**About this exercise**
Copy down all of the data underneath, exactly as shown.
======== Given information ========
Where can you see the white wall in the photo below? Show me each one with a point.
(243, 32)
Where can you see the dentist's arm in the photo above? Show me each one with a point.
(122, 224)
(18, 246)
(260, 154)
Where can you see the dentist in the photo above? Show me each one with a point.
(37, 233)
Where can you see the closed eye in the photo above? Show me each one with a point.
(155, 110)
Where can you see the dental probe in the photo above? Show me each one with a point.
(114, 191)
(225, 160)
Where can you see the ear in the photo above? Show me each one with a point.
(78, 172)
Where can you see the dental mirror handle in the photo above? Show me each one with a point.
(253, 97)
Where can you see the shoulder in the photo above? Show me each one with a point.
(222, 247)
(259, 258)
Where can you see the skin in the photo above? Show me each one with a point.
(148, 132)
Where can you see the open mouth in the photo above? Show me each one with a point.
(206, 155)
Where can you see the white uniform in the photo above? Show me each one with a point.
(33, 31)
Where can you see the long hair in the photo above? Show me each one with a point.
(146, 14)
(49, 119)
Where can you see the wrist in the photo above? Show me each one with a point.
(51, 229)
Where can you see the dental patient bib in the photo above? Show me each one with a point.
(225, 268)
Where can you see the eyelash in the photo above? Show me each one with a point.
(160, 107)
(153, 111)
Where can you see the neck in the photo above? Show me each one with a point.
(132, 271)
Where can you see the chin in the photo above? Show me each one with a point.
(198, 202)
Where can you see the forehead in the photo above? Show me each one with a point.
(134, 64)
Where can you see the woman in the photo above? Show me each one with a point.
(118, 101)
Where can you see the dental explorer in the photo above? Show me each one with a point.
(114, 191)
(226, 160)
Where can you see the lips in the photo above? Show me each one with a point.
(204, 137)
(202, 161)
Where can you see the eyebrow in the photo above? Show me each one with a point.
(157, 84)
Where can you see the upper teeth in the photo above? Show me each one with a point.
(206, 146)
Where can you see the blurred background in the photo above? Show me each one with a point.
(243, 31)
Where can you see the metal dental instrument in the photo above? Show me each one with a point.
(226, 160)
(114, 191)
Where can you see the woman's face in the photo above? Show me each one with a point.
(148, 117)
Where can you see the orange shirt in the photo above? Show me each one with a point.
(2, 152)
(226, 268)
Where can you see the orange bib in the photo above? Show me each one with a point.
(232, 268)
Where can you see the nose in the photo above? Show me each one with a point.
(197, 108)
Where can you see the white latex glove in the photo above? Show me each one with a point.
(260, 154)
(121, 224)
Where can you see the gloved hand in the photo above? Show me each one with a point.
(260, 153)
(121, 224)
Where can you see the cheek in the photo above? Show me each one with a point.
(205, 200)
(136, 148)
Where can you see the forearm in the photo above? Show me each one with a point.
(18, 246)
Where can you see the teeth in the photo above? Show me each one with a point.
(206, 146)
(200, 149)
========
**Completed exercise**
Where can you see the white wall in the photo below? Show me each one with a point.
(243, 32)
Where can you see the dentist's arm in the photo above? Show me each one with a point.
(122, 224)
(18, 246)
(260, 154)
Where can you see the dentist in the photo above? Show me each one with a point.
(37, 233)
Where can you see the closed eye in the photo above? Show me each one with a point.
(155, 110)
Where can you see the dental probe in the photo above? Show me each one with a point.
(114, 191)
(225, 160)
Where can you see the ear in the photo above? Show me each one with a point.
(78, 172)
Where can you see the dental mirror handle in the photo above? Show me each one with a point.
(253, 97)
Where can you see the shoulder in the photo above? Show me each one with a point.
(222, 247)
(259, 258)
Where can you see the skin in the photo above? Show me each one with a point.
(148, 132)
Where can you see the open mouth in the photo above? Show me each one with a point.
(206, 155)
Where can you see the white uniform in the photo above? Show me each one with a point.
(33, 31)
Where can you see the long hair in the photo above? Show me each one with a point.
(146, 14)
(49, 119)
Where can you see the wrist in the photo above? Show me each one with a point.
(51, 229)
Where can you see the dental patient bib in the photo above? Show me each one with a point.
(225, 268)
Where can you see the eyelash in the photo above? Show me each one with a point.
(160, 107)
(153, 111)
Where can you see the neck in the photo above? Show me each one with a point.
(132, 271)
Where can you see the chin in the photo above? Show me each one with a point.
(198, 202)
Where can you see the forehead in the photo above? Show me each one with a point.
(134, 64)
Where can you see the woman in the photo above? Show me each one with a point.
(118, 101)
Where can you see the dental explorer in the photo above? Show me each one with a point.
(114, 191)
(226, 160)
Where can you see the lips in the photo above? Show me each one with a point.
(204, 137)
(202, 161)
Where can you see the eyebrow in the photo above? Show me each one with a point.
(157, 84)
Where can you see the upper teeth in the photo above? Show me each one with a point.
(206, 146)
Where can you see the blurred background in the photo above? Show me each one with a point.
(243, 31)
Where can you see the metal dental instrument in the photo above? Show me each one with a point.
(226, 160)
(114, 191)
Where can you see the woman's face in the photo above? Show me each one with a point.
(148, 117)
Where can you see the orange shirt in the photo above? Show me each one with a point.
(2, 152)
(226, 268)
Where can you see the orange bib in the photo above? Show me each one with a point.
(232, 268)
Where can you see the nose in the photo above? Show me each one with a point.
(197, 108)
Where can you see the white latex glove in the photo above? Show me each one with a point.
(260, 154)
(121, 224)
Where can you see the gloved hand in the photo above? Show me each one with a point.
(260, 153)
(121, 224)
Where can you see the cheek in the photo above? Show me each one with a point.
(205, 200)
(136, 148)
Where can you see the forearm in the photo above? Show me each one with a point.
(18, 246)
Where can you see the teeth in the photo above? Show me each one with a point.
(206, 146)
(200, 149)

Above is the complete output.